- GIVEN TASK -
Copy out every line of the listing below, word for word, without changing anything.

[Detection listing]
□ □ □ □

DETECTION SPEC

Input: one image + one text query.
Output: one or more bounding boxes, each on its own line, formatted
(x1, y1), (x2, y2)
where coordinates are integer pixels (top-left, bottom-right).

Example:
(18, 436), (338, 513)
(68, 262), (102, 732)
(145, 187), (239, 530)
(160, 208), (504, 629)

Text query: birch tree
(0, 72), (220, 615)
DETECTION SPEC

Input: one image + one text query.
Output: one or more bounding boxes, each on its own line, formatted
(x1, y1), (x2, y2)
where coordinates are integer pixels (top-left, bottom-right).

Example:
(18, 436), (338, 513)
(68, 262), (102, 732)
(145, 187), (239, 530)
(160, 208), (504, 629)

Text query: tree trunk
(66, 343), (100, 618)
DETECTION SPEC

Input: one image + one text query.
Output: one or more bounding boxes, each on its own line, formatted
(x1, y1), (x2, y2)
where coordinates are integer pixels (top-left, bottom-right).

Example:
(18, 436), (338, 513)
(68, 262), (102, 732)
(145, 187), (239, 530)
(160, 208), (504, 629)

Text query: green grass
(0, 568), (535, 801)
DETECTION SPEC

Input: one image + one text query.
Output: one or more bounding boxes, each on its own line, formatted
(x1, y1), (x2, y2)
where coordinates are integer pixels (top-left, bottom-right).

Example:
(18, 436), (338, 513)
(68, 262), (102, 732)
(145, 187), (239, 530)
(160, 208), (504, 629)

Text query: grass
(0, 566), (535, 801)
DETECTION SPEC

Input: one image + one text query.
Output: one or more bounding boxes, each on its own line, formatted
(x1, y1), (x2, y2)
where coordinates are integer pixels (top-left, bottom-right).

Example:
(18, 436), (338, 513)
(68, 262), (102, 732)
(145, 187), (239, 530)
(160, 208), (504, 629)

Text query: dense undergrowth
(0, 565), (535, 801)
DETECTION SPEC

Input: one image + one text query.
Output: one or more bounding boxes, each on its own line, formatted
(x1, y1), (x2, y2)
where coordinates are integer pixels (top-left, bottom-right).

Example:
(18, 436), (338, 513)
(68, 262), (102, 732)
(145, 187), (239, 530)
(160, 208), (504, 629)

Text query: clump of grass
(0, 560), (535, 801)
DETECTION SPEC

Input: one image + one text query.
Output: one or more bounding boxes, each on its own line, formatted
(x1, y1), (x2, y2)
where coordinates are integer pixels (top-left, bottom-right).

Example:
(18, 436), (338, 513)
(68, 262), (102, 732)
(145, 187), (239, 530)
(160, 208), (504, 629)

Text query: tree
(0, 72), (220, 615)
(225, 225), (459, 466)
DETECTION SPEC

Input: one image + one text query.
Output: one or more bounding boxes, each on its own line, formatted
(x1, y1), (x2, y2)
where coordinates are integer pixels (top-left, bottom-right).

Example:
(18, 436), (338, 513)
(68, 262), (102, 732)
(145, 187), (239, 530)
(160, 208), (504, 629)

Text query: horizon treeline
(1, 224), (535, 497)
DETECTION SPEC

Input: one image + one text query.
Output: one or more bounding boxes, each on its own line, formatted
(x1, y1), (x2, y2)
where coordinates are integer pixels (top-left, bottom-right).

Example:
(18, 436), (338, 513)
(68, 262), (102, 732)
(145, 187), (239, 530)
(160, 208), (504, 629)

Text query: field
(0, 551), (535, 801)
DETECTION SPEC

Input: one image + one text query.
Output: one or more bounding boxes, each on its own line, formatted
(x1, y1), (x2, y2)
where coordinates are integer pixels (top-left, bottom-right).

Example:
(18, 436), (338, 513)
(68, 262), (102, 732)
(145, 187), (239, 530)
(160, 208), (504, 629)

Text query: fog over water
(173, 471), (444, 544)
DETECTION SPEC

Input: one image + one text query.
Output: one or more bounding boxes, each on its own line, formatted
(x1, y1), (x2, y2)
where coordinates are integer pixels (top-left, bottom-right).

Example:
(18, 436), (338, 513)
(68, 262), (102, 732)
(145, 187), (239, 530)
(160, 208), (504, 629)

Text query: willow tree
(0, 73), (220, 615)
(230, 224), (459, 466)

□ □ □ □

- THE REPLY -
DETECTION SPEC

Input: one image + one text query.
Output: one or more bounding boxes, each on its own line, formatted
(x1, y1), (x2, y2)
where coordinates are integer pixels (top-left, bottom-right).

Example:
(18, 436), (338, 513)
(68, 262), (102, 732)
(145, 187), (239, 530)
(160, 208), (504, 629)

Text query: birch tree
(0, 72), (220, 615)
DETECTION SPEC

Input: one image + one text query.
Output: one or more bounding boxes, each on its own line, formatted
(x1, y1), (x2, y2)
where coordinates are integer pixels (top-left, bottom-right).

Example:
(18, 436), (338, 513)
(68, 262), (102, 732)
(145, 187), (239, 530)
(160, 208), (504, 629)

Text query: tree trunk
(66, 343), (100, 618)
DETECTION SPEC

Input: one image + one text query.
Output: one or more bounding boxes, each on its own line, formatted
(x1, y1), (x2, y2)
where coordinates are integer pixels (top-left, bottom-right).

Example:
(18, 436), (338, 513)
(68, 262), (102, 732)
(145, 187), (239, 530)
(160, 208), (504, 629)

Text query: green grass
(0, 568), (535, 801)
DETECTION SPEC

Input: one image + one text query.
Output: one or more bounding boxes, each on its own line, formatted
(x1, y1), (x2, y2)
where coordinates are integer pixels (top-left, bottom-right).

Example:
(18, 436), (338, 513)
(68, 262), (102, 732)
(145, 187), (239, 530)
(160, 208), (504, 629)

Text query: grass
(0, 566), (535, 801)
DETECTION SPEC

Input: one image + one text query.
Output: one or more bounding boxes, each on its own line, formatted
(x1, y1), (x2, y2)
where coordinates are integer pixels (top-left, bottom-right).

Example:
(18, 436), (338, 513)
(68, 262), (102, 732)
(145, 187), (239, 530)
(160, 208), (504, 629)

Text query: dense undergrowth
(0, 565), (535, 801)
DETECTION SPEC

Input: one image + one text query.
Output: one or more bounding boxes, each on its own line, formatted
(x1, y1), (x2, y2)
where coordinates are integer pixels (top-left, bottom-right).

Example:
(18, 436), (338, 513)
(68, 262), (102, 732)
(145, 187), (239, 530)
(160, 208), (504, 629)

Text query: clump of grass
(0, 560), (535, 801)
DETECTION SPEC

Input: one image + one text query.
Output: one or more bounding boxes, each on its own line, formatted
(x1, y1), (x2, y2)
where coordinates are integer pixels (top-left, bottom-right).

Example:
(18, 436), (338, 513)
(68, 262), (102, 732)
(145, 187), (239, 530)
(160, 208), (504, 629)

Text query: tree
(0, 72), (220, 615)
(225, 225), (459, 466)
DETECTION SPEC

Input: one image + one text query.
Output: one or more bounding boxes, each on its own line, formatted
(x1, y1), (x2, y2)
where coordinates are integer pixels (top-left, bottom-right).

Example:
(18, 436), (338, 513)
(68, 262), (102, 732)
(145, 187), (239, 530)
(160, 208), (504, 629)

Text query: horizon treeline
(1, 224), (535, 497)
DETECTION SPEC

Input: one image + one text query.
Output: one or more bounding boxes, each on its own line, formatted
(x1, y1), (x2, y2)
where coordinates are integer pixels (top-left, bottom-right).

Example:
(18, 436), (338, 513)
(68, 262), (102, 732)
(145, 187), (239, 530)
(160, 208), (504, 629)

Text query: field
(0, 551), (535, 801)
DETECTION SPEC

Input: one image + one text query.
Output: one or more bounding boxes, each on its own line, formatted
(x1, y1), (x2, y2)
where coordinates are integer pixels (top-left, bottom-right).

Example:
(18, 436), (338, 513)
(68, 262), (102, 732)
(145, 187), (239, 530)
(160, 208), (504, 629)

Text query: fog over water
(173, 471), (444, 544)
DETECTION SPEC

Input: one image + one text query.
Output: one or more bounding boxes, each on its own line, formatted
(x1, y1), (x2, y2)
where coordinates are integer pixels (top-left, bottom-right).

Example:
(18, 436), (338, 513)
(68, 262), (102, 732)
(145, 187), (239, 530)
(160, 208), (504, 629)

Text query: willow tree
(0, 73), (220, 615)
(230, 224), (459, 466)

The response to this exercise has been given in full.